> [WORK TO COMPLETE]:
Recast every line of the records below as a numbered list, dropping any blank lines and leaving the pictures out.
---------- RECORDS FOR THIS TASK ----------
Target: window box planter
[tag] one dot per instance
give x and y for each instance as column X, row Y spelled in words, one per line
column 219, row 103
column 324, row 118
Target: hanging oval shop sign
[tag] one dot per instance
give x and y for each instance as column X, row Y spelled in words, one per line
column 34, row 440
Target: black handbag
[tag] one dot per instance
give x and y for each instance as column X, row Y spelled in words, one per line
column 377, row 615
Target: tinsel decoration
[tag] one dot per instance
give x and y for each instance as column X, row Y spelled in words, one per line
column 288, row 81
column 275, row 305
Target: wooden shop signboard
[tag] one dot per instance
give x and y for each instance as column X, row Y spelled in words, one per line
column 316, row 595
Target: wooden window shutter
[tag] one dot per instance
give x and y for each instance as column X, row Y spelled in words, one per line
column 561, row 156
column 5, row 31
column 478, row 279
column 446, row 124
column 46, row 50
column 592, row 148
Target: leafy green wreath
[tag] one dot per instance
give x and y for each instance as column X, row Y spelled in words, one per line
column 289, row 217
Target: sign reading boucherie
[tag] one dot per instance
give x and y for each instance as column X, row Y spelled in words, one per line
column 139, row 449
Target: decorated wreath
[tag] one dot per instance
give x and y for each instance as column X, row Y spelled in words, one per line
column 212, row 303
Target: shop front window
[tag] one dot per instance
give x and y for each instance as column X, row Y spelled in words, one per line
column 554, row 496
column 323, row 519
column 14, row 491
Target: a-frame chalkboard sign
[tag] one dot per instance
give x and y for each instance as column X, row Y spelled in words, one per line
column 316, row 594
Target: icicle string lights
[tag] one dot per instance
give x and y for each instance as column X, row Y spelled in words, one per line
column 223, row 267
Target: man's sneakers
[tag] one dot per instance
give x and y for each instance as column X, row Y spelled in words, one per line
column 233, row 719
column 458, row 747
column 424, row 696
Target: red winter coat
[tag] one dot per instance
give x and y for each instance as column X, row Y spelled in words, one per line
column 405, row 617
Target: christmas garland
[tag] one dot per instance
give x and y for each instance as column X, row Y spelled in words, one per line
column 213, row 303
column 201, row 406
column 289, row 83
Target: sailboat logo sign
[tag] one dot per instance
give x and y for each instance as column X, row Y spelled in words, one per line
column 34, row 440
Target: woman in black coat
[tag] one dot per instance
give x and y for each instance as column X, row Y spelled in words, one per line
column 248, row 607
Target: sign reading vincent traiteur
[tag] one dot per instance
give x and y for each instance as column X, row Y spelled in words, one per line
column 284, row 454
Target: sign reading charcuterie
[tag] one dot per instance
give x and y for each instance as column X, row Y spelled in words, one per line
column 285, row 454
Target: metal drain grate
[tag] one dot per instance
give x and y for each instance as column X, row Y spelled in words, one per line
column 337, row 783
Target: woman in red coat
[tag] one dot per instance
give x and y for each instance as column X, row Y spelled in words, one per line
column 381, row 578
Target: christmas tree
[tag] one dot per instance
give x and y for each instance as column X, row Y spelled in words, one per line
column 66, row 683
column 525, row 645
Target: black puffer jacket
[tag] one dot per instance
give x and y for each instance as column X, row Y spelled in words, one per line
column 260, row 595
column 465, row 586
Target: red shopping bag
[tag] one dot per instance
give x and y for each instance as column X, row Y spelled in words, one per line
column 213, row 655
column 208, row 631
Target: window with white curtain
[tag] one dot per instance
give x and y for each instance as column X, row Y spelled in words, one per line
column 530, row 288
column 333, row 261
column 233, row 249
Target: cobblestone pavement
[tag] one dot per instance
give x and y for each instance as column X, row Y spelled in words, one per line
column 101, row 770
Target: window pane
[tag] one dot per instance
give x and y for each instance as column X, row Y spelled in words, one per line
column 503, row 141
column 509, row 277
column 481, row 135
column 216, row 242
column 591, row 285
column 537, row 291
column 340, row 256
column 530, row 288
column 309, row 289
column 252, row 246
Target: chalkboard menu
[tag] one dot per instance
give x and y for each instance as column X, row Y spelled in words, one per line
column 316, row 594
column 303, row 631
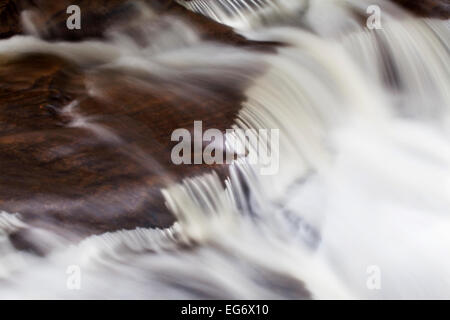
----------
> [THE ANSWER]:
1. Target: window box planter
2. [tag] one dot per instance
3. give x and y for each instance as column X, row Y spelled in words, one per line
4. column 219, row 103
5. column 324, row 118
6. Target: hanging oval shop sign
7. [tag] one dot per instance
8. give x and y for each instance as column X, row Y spelled in words, one per line
9. column 34, row 440
10. Target: black handbag
11. [tag] one dot per instance
12. give x and y for each instance as column X, row Y spelled in words, one per line
13. column 377, row 615
14. Target: tinsel decoration
15. [tag] one dot per instance
16. give x and y for each instance as column X, row Y spelled in words, one per line
17. column 288, row 81
18. column 275, row 305
19. Target: wooden shop signboard
20. [tag] one dot per instance
21. give x and y for each instance as column X, row Y spelled in words, one per line
22. column 316, row 595
23. Target: wooden window shutter
24. [tag] one dot per instance
25. give x and y for each instance as column X, row Y spelled in words, one per line
26. column 561, row 156
27. column 5, row 31
28. column 478, row 279
29. column 446, row 124
30. column 46, row 50
31. column 592, row 148
32. Target: leafy green wreath
33. [tag] one dot per instance
34. give x and y for each instance as column X, row Y spelled in words, one per line
35. column 289, row 217
36. Target: sign reading boucherie
37. [tag] one dot per instance
38. give x and y for each instance as column X, row Y spelled in words, one per line
39. column 139, row 449
40. Target: decorated wreath
41. [tag] one dot per instance
42. give x and y for each instance as column X, row Y spelled in words, one per line
43. column 212, row 303
44. Target: shop front window
45. [tag] one dot per instance
46. give x and y for each instance as column X, row Y spelled in words, one per line
47. column 554, row 496
48. column 323, row 519
49. column 14, row 491
50. Target: a-frame chalkboard sign
51. [tag] one dot per instance
52. give x and y for each instance as column X, row Y spelled in words, one per line
53. column 316, row 594
54. Target: icicle string lights
55. [tag] one dot per instance
56. give x and y for each instance as column X, row Y spelled in words, one per line
57. column 223, row 267
58. Target: man's sneakers
59. [tag] one dot per instance
60. give x and y for each instance as column X, row Y spelled in words, one per line
61. column 233, row 719
62. column 458, row 747
63. column 424, row 696
64. Target: red winter coat
65. [tag] one dot per instance
66. give x and y for each instance as column X, row Y spelled in words, one per line
67. column 405, row 617
68. Target: christmas garland
69. [tag] one dot per instance
70. give x and y for each instance as column X, row Y spelled in words, one per line
71. column 213, row 303
72. column 201, row 406
73. column 289, row 83
74. Target: sailboat logo sign
75. [tag] one dot per instance
76. give x and y for each instance as column X, row Y spelled in words, one per line
77. column 34, row 440
78. Target: woman in black coat
79. [tag] one dot per instance
80. give x and y for each instance as column X, row Y spelled in words, one per line
81. column 248, row 607
82. Target: sign reading vincent traiteur
83. [tag] one dot per instance
84. give x and y for each instance as column X, row Y spelled in words, one per line
85. column 284, row 454
86. Target: sign reading charcuterie
87. [tag] one dot per instance
88. give x and y for each instance as column X, row Y spelled in words, one per line
89. column 285, row 454
90. Target: metal drain grate
91. [tag] one dot per instance
92. give x and y for each instance as column X, row Y spelled in words, one per line
93. column 337, row 783
94. Target: woman in red coat
95. [tag] one dot per instance
96. give x and y for each instance as column X, row Y spelled in words, one per line
97. column 381, row 578
98. Target: christmas tree
99. [tag] one dot per instance
100. give x and y for each instance as column X, row Y spelled in words, one per line
101. column 66, row 683
102. column 525, row 645
103. Target: black puffer jacket
104. [tag] one dot per instance
105. give x and y for each instance as column X, row Y spelled in words, one per line
106. column 260, row 595
107. column 465, row 586
108. Target: red shopping bag
109. [tag] one dot per instance
110. give x and y for each instance as column X, row Y spelled in words, one per line
111. column 213, row 655
112. column 208, row 631
113. Target: window with white curtain
114. [tag] one dot per instance
115. give x and y for each instance as column X, row Y spelled in words, one per line
116. column 530, row 288
117. column 333, row 261
118. column 233, row 249
119. Target: cobblestone pavement
120. [tag] one dot per instance
121. give x and y for each instance as column X, row Y spelled in words, one per line
122. column 101, row 770
123. Target: window pane
124. [tag] one dot per instance
125. give x and y for each instance as column X, row Y spelled in words, one per line
126. column 503, row 141
127. column 509, row 277
128. column 481, row 135
129. column 216, row 242
130. column 591, row 285
131. column 537, row 291
132. column 340, row 256
133. column 530, row 288
134. column 309, row 289
135. column 252, row 246
136. Target: chalkboard menu
137. [tag] one dot per instance
138. give x and y for each instance as column X, row Y spelled in words, one per line
139. column 316, row 594
140. column 303, row 631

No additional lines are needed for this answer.